* _Prompt A_:
In the abstract on primary tumor resection for metastatic colorectal cancer, what was the secondary endpoint of interest?
* _Prompt B_:
Write the next part of the abstract on primary tumor resection for metastatic colorectal cancer, picking up after its last sentence.

* _Passage for review_:
....
Am J Clin Oncol. 2020 Sep 23. doi: 10.1097/COC.0000000000000764. Online ahead of print.
BACKGROUND: When, whether, and in whom primary tumor resection (PTR) for patients with metastatic colorectal cancer (CRC) is indicated remains unknown. With advances in multiagent systemic chemotherapy, PTR may be undertaken less frequently. The aim of this study was to obtain estimates of changes in the utilization of PTR and chemotherapy for metastatic CRC.
METHODS: Patients diagnosed with metastatic CRC between 2000 and 2016 were identified from Surveillance Epidemiology, and End Results (SEER) registry. Multivariable logistic regression defined odds of undergoing PTR. The analysis was also stratified by primary site (colon vs. rectum), age (younger than 50 vs. 50 y and older), and whether patients also underwent resection of metastatic sites (yes vs. no). The secondary endpoint of interest was the receipt of any chemotherapy, also assessed by multivariable logistic regression.
....
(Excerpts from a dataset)
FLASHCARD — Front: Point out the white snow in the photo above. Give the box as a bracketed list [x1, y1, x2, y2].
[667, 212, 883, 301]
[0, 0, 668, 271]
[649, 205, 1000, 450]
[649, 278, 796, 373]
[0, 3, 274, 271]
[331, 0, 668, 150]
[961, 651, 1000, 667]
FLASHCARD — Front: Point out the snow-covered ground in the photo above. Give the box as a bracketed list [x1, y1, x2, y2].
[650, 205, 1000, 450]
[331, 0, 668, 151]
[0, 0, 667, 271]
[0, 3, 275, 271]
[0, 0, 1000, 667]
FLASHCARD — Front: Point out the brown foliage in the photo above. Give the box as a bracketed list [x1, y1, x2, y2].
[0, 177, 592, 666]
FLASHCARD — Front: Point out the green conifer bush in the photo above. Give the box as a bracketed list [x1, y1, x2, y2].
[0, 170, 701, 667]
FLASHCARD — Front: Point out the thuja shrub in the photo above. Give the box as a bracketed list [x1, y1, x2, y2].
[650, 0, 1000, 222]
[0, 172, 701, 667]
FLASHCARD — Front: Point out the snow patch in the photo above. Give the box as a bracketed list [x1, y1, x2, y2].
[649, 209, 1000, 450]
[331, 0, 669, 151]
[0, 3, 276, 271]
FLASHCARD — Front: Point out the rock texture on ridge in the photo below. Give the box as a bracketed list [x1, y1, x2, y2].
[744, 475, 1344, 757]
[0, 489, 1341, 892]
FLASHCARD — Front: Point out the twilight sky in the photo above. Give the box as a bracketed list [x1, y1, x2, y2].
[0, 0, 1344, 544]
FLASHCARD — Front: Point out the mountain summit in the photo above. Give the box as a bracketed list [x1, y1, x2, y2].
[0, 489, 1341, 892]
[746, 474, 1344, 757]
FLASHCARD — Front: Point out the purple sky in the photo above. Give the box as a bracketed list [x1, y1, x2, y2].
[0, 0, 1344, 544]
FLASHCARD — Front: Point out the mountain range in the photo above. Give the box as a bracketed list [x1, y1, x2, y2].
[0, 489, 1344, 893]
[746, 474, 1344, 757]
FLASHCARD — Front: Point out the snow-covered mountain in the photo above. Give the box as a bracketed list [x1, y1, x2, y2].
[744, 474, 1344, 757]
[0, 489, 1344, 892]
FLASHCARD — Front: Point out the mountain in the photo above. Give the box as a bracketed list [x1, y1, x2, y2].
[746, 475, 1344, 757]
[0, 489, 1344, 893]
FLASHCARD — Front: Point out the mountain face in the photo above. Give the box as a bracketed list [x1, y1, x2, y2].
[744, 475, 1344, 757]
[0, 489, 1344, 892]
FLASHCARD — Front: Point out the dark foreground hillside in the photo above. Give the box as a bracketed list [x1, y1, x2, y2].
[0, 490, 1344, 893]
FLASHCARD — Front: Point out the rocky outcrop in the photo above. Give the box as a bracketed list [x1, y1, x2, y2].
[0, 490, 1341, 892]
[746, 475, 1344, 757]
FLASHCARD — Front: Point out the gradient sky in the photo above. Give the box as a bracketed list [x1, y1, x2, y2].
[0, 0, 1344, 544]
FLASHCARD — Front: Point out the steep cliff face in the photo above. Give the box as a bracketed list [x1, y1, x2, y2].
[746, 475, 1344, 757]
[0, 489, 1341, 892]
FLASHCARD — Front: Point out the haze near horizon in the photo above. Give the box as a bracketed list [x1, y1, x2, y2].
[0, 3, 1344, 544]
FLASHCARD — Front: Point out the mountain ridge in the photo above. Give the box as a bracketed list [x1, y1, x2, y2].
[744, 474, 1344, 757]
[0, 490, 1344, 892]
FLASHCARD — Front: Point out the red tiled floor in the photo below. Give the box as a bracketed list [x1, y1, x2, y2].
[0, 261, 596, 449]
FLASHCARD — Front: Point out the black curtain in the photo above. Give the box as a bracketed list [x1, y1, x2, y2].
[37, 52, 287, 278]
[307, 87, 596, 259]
....
* _Expected answer A_:
The receipt of any chemotherapy.

* _Expected answer B_:
RESULTS: Among 99,835 patients with metastatic CRC, 55,527 (55.7%) underwent PTR. The odds of undergoing PTR decreased with a later year of diagnosis, with patients diagnosed in 2016 being 61.1% less likely to undergo surgery than those diagnosed in 2000 (adjusted odds ratio=0.39, 95% confidence interval: 0.36-0.42, P<0.0001; absolute percentage: 62.3% to 43.8%). Similar trends by year for PTR were observed among each of the subgroups, although patients with colon primary, young adults (age younger than 50 y), and patients also undergoing metastasectomy were more likely to undergo PTR (P<0.001 for all). In contrast, the odds of receiving chemotherapy increased dramatically with a later year of diagnosis (adjusted odds ratio=2.21, 95% confidence interval: 2.04-2.40, P<0.0001).
CONCLUSIONS: From 2000 to 2016, there was a sharp decline in the rate of PTR for patients with metastatic CRC, while the use of chemotherapy increased over the same period. Prospective studies are needed to define the optimal local treatment for patients with metastatic CRC.